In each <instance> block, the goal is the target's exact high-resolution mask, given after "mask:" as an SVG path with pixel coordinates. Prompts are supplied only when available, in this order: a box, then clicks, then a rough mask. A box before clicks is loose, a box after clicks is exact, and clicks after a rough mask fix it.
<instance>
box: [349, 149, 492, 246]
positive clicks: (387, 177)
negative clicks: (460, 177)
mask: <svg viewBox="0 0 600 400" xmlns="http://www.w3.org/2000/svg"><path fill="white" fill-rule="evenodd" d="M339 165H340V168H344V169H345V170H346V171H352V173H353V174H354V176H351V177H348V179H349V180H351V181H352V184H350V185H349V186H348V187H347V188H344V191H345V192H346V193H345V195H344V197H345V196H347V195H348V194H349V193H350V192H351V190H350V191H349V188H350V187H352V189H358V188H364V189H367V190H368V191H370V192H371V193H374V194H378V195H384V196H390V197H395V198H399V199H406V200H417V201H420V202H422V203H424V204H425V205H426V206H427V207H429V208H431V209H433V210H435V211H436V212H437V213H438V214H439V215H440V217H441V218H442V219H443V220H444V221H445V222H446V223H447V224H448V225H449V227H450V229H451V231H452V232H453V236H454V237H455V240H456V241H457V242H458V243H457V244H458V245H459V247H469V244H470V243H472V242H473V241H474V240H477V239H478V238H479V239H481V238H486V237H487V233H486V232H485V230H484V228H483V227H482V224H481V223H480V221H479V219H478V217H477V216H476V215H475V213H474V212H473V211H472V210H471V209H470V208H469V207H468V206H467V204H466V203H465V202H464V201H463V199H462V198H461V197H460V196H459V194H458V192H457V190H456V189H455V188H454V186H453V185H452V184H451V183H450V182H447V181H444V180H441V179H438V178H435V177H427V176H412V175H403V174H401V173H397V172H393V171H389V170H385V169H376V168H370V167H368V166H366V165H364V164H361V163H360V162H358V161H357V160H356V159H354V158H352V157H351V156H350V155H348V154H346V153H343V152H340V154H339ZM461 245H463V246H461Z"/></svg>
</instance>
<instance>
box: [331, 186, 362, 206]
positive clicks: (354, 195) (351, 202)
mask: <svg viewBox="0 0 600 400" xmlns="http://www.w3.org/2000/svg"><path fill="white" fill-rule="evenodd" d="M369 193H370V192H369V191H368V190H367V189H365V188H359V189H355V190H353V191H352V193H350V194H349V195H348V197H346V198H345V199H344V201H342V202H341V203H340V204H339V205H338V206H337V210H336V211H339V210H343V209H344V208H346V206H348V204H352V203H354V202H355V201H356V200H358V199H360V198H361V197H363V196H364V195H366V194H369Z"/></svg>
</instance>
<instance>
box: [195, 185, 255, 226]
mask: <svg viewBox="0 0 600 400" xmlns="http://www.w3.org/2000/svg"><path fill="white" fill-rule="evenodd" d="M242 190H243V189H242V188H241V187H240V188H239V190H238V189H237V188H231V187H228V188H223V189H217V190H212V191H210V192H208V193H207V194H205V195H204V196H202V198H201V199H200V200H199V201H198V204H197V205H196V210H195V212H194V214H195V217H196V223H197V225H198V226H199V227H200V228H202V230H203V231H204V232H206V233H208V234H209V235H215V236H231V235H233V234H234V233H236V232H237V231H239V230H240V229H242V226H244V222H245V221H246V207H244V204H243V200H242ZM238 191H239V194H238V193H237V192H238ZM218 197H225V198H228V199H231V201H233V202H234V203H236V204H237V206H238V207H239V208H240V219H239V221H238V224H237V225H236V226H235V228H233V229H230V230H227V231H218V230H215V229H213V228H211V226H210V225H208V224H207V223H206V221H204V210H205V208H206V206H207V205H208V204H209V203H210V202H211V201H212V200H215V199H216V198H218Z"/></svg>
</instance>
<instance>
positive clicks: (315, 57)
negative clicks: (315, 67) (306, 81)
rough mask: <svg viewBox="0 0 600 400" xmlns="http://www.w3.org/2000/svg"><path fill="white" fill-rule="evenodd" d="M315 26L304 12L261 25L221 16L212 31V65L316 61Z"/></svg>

+===+

YOUR OBJECTIVE:
Write out all of the data above line for line, leaving every character unchanged.

THE ANSWER:
In each <instance> block, the goal is the target's exact high-resolution mask, given after "mask:" as an SVG path with pixel coordinates. Prompts are supplied only when available, in this order: a box, then clicks, then a rough mask. A box before clicks is loose, a box after clicks is exact, and clicks after a rough mask fix it.
<instance>
box: [349, 149, 492, 246]
positive clicks: (387, 177)
negative clicks: (460, 177)
mask: <svg viewBox="0 0 600 400" xmlns="http://www.w3.org/2000/svg"><path fill="white" fill-rule="evenodd" d="M339 165H340V168H344V169H345V170H346V171H352V173H353V174H354V176H351V177H348V179H349V180H351V181H352V184H350V185H349V186H348V187H347V188H344V191H345V192H346V193H345V195H344V197H345V196H347V195H348V194H349V193H350V192H351V190H350V191H349V188H350V187H352V189H358V188H364V189H367V190H368V191H370V192H371V193H374V194H378V195H384V196H390V197H395V198H399V199H406V200H417V201H420V202H422V203H424V204H425V205H426V206H427V207H429V208H431V209H433V210H435V211H436V212H437V213H438V214H439V215H440V217H441V218H442V219H443V220H444V221H445V222H446V223H447V224H448V225H449V227H450V229H451V231H452V232H453V236H454V237H455V240H456V241H457V242H458V243H457V244H458V245H459V247H469V244H470V243H472V242H473V241H474V240H477V239H478V238H479V239H481V238H486V237H487V233H486V232H485V230H484V228H483V227H482V224H481V223H480V221H479V219H478V217H477V216H476V215H475V213H474V212H473V211H472V210H471V209H470V208H469V207H468V206H467V204H466V203H465V202H464V201H463V199H462V198H461V197H460V196H459V194H458V192H457V190H456V189H455V188H454V186H453V185H452V184H451V183H450V182H447V181H444V180H441V179H438V178H435V177H427V176H412V175H403V174H401V173H397V172H393V171H389V170H385V169H376V168H370V167H368V166H366V165H364V164H361V163H360V162H358V161H357V160H356V159H354V158H352V157H351V156H350V155H348V154H346V153H343V152H340V154H339ZM461 245H463V246H461Z"/></svg>
</instance>
<instance>
box: [331, 186, 362, 206]
positive clicks: (354, 195) (351, 202)
mask: <svg viewBox="0 0 600 400" xmlns="http://www.w3.org/2000/svg"><path fill="white" fill-rule="evenodd" d="M369 193H370V192H369V191H368V190H367V189H365V188H359V189H355V190H353V191H352V193H350V194H349V195H348V197H346V198H345V199H344V201H342V202H341V203H340V204H339V205H338V206H337V210H336V211H339V210H343V209H344V208H346V206H348V204H352V203H354V202H355V201H356V200H358V199H360V198H361V197H363V196H364V195H366V194H369Z"/></svg>
</instance>
<instance>
box: [195, 185, 255, 226]
mask: <svg viewBox="0 0 600 400" xmlns="http://www.w3.org/2000/svg"><path fill="white" fill-rule="evenodd" d="M242 190H243V189H242V188H241V187H240V188H239V190H238V189H237V188H231V187H228V188H223V189H217V190H212V191H210V192H208V193H207V194H205V195H204V196H202V198H201V199H200V200H199V201H198V204H197V205H196V210H195V212H194V214H195V217H196V223H197V225H198V226H199V227H200V228H202V230H203V231H204V232H206V233H208V234H209V235H215V236H231V235H233V234H234V233H236V232H237V231H239V230H240V229H242V226H244V222H245V221H246V207H244V204H243V200H242ZM238 191H239V194H238V193H237V192H238ZM218 197H225V198H228V199H231V201H233V202H234V203H236V204H237V206H238V207H239V208H240V219H239V221H238V224H237V225H236V226H235V228H233V229H230V230H227V231H218V230H215V229H213V228H211V226H210V225H208V224H207V223H206V221H204V210H205V208H206V206H207V205H208V204H209V203H210V202H211V201H212V200H215V199H216V198H218Z"/></svg>
</instance>
<instance>
positive clicks: (315, 57)
negative clicks: (315, 67) (306, 81)
rough mask: <svg viewBox="0 0 600 400" xmlns="http://www.w3.org/2000/svg"><path fill="white" fill-rule="evenodd" d="M315 26L304 12L261 25L221 16L212 31V65L316 61Z"/></svg>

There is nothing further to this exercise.